PROBLEM TO SOLVE — The exercise asks you to copy every line below in which "segment" appears.

MATERIAL SHOWN —
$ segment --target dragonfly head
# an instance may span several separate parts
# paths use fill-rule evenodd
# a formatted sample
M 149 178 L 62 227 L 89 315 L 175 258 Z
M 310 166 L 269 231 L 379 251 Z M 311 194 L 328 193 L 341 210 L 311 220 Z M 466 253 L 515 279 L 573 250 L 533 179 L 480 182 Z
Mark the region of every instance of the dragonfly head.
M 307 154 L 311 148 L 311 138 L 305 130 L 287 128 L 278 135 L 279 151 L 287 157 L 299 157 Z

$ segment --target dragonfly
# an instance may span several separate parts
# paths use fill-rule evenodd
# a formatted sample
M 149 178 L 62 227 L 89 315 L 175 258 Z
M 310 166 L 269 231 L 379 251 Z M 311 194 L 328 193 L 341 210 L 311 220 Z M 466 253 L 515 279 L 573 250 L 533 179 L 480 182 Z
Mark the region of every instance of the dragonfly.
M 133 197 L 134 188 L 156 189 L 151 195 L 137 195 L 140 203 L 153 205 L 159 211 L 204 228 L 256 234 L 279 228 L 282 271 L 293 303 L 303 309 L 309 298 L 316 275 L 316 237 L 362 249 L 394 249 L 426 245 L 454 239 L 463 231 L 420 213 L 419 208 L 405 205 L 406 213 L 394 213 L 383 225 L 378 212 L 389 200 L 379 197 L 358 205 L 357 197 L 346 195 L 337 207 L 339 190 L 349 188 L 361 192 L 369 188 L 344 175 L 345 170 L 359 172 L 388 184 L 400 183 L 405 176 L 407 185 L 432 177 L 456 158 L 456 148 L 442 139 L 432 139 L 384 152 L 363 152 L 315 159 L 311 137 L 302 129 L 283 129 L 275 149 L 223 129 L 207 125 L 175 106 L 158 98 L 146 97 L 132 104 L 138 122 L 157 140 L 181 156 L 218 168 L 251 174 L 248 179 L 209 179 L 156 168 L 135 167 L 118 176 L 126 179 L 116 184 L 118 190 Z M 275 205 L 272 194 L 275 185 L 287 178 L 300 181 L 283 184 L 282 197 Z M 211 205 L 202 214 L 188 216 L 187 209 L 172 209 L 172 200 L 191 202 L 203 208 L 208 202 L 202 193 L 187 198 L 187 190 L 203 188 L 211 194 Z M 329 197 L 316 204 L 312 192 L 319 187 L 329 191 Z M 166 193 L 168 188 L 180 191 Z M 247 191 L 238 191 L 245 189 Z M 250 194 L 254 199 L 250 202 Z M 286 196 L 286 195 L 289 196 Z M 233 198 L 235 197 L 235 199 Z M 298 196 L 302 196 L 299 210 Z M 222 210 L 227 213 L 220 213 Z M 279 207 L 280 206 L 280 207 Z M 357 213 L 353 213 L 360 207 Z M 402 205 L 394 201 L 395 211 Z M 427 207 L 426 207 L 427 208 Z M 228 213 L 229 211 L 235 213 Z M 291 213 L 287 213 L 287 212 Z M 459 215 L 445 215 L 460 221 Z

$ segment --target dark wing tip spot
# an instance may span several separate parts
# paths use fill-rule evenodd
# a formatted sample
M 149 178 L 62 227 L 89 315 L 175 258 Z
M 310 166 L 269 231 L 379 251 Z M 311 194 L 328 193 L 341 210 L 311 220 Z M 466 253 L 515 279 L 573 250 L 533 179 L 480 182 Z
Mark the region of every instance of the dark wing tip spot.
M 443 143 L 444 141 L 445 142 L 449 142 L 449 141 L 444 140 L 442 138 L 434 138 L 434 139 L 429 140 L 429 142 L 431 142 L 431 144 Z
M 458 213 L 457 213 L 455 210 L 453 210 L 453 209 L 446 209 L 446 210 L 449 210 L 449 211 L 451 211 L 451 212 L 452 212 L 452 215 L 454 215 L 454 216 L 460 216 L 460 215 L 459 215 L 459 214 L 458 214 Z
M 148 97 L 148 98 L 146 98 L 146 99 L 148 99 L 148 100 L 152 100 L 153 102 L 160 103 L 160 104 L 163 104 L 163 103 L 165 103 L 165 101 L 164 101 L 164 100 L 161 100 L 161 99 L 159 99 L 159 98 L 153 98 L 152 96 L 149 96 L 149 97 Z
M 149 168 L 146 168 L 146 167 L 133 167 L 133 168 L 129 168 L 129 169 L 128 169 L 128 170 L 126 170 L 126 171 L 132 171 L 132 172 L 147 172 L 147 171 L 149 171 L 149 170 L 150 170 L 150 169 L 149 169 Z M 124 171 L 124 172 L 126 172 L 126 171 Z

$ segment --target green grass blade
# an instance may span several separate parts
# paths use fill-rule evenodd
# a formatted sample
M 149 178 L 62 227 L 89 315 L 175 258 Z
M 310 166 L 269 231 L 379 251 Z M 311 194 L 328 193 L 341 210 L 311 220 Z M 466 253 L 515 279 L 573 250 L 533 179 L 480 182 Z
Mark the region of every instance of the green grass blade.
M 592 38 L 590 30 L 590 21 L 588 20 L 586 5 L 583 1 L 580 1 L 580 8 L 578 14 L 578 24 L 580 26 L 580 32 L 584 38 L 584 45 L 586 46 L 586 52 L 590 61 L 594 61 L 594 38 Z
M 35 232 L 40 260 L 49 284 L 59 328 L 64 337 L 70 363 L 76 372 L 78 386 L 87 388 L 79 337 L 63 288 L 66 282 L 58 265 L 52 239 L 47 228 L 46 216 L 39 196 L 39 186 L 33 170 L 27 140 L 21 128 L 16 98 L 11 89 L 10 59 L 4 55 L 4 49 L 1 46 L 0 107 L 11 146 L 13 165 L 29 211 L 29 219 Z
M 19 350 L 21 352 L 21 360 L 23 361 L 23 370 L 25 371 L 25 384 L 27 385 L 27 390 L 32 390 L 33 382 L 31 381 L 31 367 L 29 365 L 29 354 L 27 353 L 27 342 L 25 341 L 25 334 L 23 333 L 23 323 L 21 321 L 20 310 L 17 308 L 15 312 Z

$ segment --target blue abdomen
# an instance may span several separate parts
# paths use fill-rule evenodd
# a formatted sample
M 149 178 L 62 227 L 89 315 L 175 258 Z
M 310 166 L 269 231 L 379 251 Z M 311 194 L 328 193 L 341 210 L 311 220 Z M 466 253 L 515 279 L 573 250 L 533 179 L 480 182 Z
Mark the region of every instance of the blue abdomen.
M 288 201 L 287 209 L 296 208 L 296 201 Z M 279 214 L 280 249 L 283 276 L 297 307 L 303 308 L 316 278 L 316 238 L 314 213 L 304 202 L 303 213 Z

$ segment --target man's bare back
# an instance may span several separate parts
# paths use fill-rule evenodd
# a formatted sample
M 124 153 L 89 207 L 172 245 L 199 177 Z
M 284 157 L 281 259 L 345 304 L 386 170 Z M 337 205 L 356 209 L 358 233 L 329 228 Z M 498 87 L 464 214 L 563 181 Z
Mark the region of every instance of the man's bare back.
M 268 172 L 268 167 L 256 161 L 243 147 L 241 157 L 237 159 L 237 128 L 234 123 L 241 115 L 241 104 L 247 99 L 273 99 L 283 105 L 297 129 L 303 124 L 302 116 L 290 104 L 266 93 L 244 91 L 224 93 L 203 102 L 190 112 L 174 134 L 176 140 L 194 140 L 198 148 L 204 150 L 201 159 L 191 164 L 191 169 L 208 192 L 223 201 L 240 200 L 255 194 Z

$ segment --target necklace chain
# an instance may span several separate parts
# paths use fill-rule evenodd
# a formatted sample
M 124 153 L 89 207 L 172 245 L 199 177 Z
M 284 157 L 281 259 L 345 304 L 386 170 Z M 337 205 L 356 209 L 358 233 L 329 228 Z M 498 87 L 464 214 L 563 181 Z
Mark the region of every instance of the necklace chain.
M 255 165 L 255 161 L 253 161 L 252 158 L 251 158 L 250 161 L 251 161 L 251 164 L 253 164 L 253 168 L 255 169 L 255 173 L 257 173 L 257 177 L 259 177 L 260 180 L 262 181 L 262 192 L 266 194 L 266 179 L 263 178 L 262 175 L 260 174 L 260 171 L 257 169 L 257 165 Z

RESPONSE TO THIS TASK —
$ segment --target dragonfly head
$ segment --target dragonfly
$ segment --target dark wing tip spot
$ segment --target green grass blade
$ segment --target blue abdomen
$ segment --target man's bare back
$ segment --target necklace chain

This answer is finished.